WHAT IS ASKED.
Reproduce the listing below verbatim, line for line, omitting the pictures.

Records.
○ ○ ○ ○ ○ ○ ○

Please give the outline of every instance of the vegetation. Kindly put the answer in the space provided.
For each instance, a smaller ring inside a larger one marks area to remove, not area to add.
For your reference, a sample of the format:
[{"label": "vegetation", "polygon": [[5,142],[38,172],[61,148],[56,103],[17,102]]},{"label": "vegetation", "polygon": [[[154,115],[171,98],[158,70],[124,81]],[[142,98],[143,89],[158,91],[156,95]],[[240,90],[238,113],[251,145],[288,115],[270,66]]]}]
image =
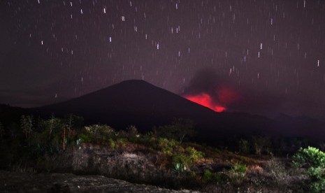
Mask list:
[{"label": "vegetation", "polygon": [[293,159],[294,166],[307,167],[309,179],[306,183],[310,190],[325,192],[325,153],[316,148],[301,148],[294,155]]},{"label": "vegetation", "polygon": [[[89,168],[84,169],[92,173],[114,169],[118,172],[110,177],[168,187],[212,192],[325,191],[325,153],[311,147],[299,149],[308,143],[303,139],[240,136],[211,147],[195,143],[195,130],[186,119],[141,133],[134,125],[120,130],[106,124],[84,126],[82,117],[72,114],[48,119],[24,115],[11,122],[0,120],[0,166],[18,172],[73,172],[71,168],[78,166],[67,163],[80,151],[89,154],[83,155],[89,156]],[[107,167],[107,161],[96,162],[102,159],[96,151],[105,160],[126,155],[131,161],[119,166],[120,170]],[[141,155],[146,159],[132,164]],[[292,166],[286,164],[291,160]],[[132,173],[132,164],[140,166],[141,172]],[[136,176],[143,173],[150,175]]]}]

○ ○ ○ ○ ○ ○ ○

WRITTEN ANSWER.
Please give the outline of every instance of the vegetation. Kindly put the answer in the space provided.
For each instance, a smaller ring inside a larger one marks area to remove, not area to add.
For your reference, a sample of the format:
[{"label": "vegetation", "polygon": [[5,142],[38,172],[61,148],[56,103],[17,102]]},{"label": "vegetation", "polygon": [[[154,115],[171,98],[158,70],[124,81]],[[142,98],[143,89],[158,91],[156,95]],[[240,90],[238,113],[251,145],[288,115],[270,66]]]}]
image =
Mask list:
[{"label": "vegetation", "polygon": [[293,159],[294,166],[307,167],[309,179],[306,183],[310,190],[325,192],[325,153],[316,148],[301,148],[294,155]]},{"label": "vegetation", "polygon": [[[89,168],[84,169],[92,173],[114,169],[118,172],[110,177],[168,187],[212,192],[325,191],[325,153],[311,147],[299,149],[308,143],[303,139],[240,136],[211,147],[195,143],[195,130],[186,119],[141,133],[134,125],[120,130],[106,124],[84,126],[82,117],[72,114],[48,119],[24,115],[11,122],[0,120],[0,166],[18,172],[73,172],[71,168],[78,166],[67,163],[80,151],[89,154],[83,155],[89,156]],[[107,167],[107,161],[96,162],[102,159],[96,151],[105,160],[126,155],[131,161],[119,166],[120,170]],[[141,155],[146,159],[132,164]],[[292,166],[286,164],[291,160]],[[132,173],[132,164],[140,166],[141,172]],[[136,176],[143,173],[150,175]]]}]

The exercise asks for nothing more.